● YOUR INSTRUCTIONS
Reproduce every line of the material below verbatim, leaving out the pictures.

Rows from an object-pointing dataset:
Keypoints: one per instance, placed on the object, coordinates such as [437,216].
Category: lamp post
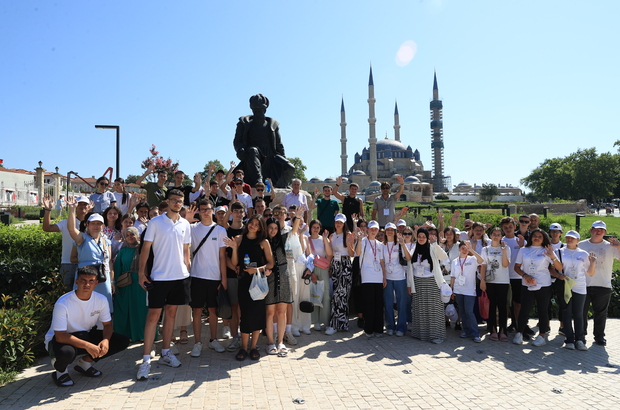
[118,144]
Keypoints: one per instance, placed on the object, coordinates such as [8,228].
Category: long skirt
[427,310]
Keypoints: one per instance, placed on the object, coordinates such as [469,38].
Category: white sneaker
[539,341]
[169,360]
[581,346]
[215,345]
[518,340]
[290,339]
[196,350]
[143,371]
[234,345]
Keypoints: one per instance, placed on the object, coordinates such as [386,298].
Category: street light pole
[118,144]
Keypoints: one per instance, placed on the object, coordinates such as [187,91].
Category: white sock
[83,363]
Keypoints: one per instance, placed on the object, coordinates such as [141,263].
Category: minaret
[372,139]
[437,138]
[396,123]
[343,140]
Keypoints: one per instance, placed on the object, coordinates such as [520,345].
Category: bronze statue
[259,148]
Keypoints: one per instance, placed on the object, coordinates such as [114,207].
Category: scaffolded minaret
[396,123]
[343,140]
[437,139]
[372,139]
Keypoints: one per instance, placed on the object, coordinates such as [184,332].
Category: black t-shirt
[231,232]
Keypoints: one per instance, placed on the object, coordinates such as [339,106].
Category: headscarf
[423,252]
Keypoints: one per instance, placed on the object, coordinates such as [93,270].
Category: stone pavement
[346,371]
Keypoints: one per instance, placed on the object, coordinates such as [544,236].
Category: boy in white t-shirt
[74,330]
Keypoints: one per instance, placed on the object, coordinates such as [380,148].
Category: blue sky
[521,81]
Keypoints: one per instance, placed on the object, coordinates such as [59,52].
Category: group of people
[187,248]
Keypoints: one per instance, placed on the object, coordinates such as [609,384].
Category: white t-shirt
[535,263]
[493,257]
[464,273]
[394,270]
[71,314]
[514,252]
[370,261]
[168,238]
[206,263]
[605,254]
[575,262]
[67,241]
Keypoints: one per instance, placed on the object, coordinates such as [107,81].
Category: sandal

● THE SOLUTION
Keypoints: one per instance, placed on the object, coordinates such as [437,216].
Category: lamp post
[118,144]
Keypoints: one per instance, placed on the object, coordinates such as [8,228].
Category: long skirt
[427,310]
Keypoints: one per instance, placed on the object, coordinates such as [469,38].
Category: white sneaker
[539,341]
[169,360]
[581,346]
[215,345]
[518,340]
[290,339]
[196,350]
[143,371]
[234,345]
Keypoints: one per instance, placed on the object, coordinates such as [386,298].
Category: street light pole
[118,144]
Keypoints: one per instance, placed on the object, coordinates such as [187,91].
Category: white sock
[83,363]
Keypoints: one per instance, placed on the object, coordinates such as [141,263].
Category: minaret
[372,139]
[437,138]
[396,123]
[343,140]
Keypoints: one per instance, placed on the object, coordinates such as [520,345].
Category: bronze statue
[259,148]
Keypoints: one per instance, placed on the object, coordinates such as [114,207].
Category: scaffolded minaret
[396,123]
[343,140]
[437,139]
[372,139]
Keypoints: one per instance, placed on the object, coordinates such as [184,332].
Category: black t-shirt
[231,232]
Keypoints: one per instance, placed on the object, coordinates such as [339,106].
Category: headscarf
[423,252]
Keypoints: one per instance, placed on the object, coordinates such as [93,270].
Category: stone pavement
[346,371]
Keypoints: one per instance, placed on the object, coordinates such as [544,236].
Category: boy in white t-shirt
[74,330]
Keypoints: one per instance, placed on the object, coordinates such as [380,148].
Category: blue sky
[521,81]
Keypoints: one per instance, placed on the object, coordinates such as [59,52].
Category: group of people
[187,248]
Keypoints: one per instance, placed on the object, coordinates such as [609,384].
Category: white t-shirt
[535,263]
[493,257]
[464,273]
[394,270]
[71,314]
[514,252]
[370,261]
[168,238]
[206,263]
[605,254]
[575,262]
[67,241]
Keypoints: one per instance, placed on the object, coordinates such as [107,81].
Category: sandal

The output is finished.